• _EXERCISE BRIEF_
Reproduce verbatim the part of the rows below that opens with the line containing "Q: Point out every instance of the bed" and runs through the last row, including both of those lines.

■ ■ ■ ■

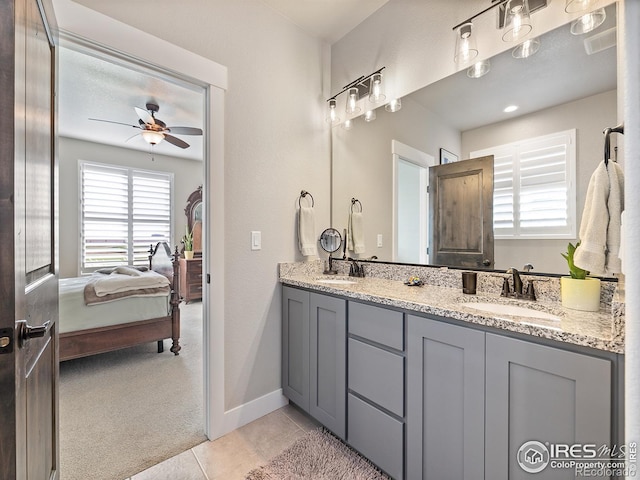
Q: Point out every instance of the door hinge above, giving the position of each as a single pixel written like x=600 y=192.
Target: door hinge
x=6 y=340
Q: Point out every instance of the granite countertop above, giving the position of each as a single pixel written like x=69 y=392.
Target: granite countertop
x=597 y=330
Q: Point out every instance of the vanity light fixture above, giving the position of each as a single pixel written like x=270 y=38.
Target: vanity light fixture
x=366 y=86
x=466 y=49
x=394 y=105
x=376 y=94
x=588 y=22
x=479 y=69
x=332 y=116
x=517 y=22
x=152 y=137
x=526 y=48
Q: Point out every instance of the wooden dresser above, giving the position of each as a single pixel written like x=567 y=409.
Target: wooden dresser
x=191 y=279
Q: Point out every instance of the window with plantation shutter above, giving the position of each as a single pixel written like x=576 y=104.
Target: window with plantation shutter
x=534 y=187
x=123 y=211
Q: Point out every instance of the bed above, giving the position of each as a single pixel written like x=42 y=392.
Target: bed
x=122 y=322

■ ■ ■ ■

• _TASK OUTPUT_
Q: Point out every instance of the bed above, giving the position of each as a single pixel written like x=42 y=392.
Target: bed
x=122 y=322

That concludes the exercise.